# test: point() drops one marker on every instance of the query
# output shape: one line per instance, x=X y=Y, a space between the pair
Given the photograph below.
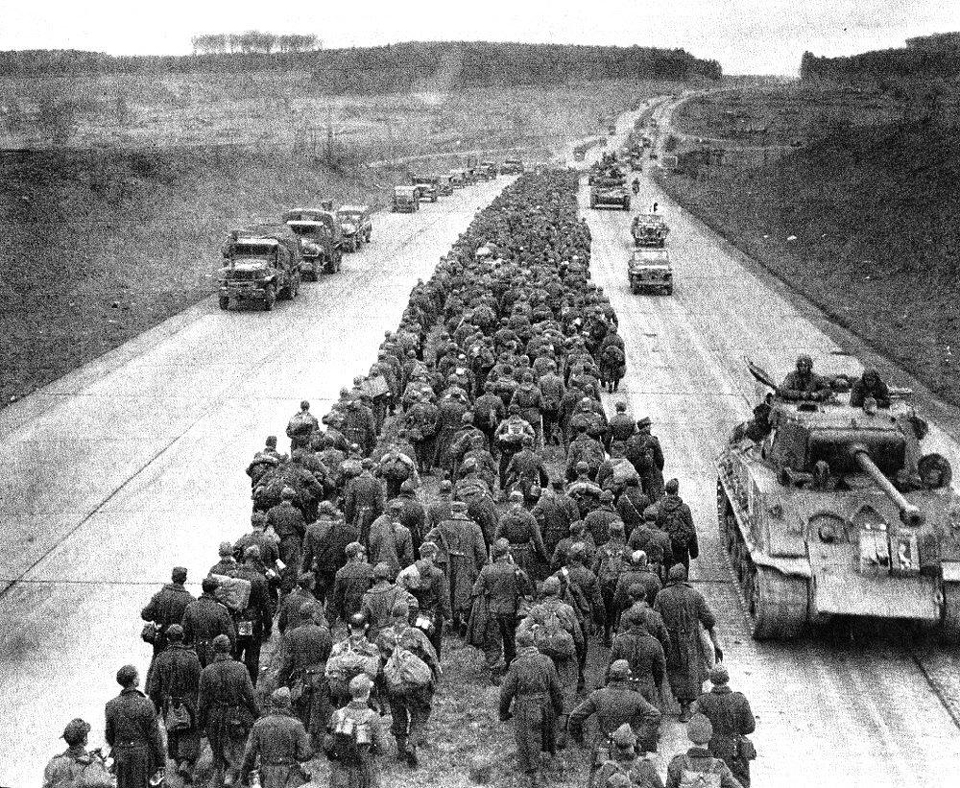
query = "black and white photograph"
x=460 y=395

Exercise: Would you retype the material exactly, omitting each picture?

Output:
# test: point() drops one marker on every instance of the query
# output shape: one line per instance, x=X y=Y, a space between the pair
Given the photograph below.
query = "black and white photograph"
x=460 y=395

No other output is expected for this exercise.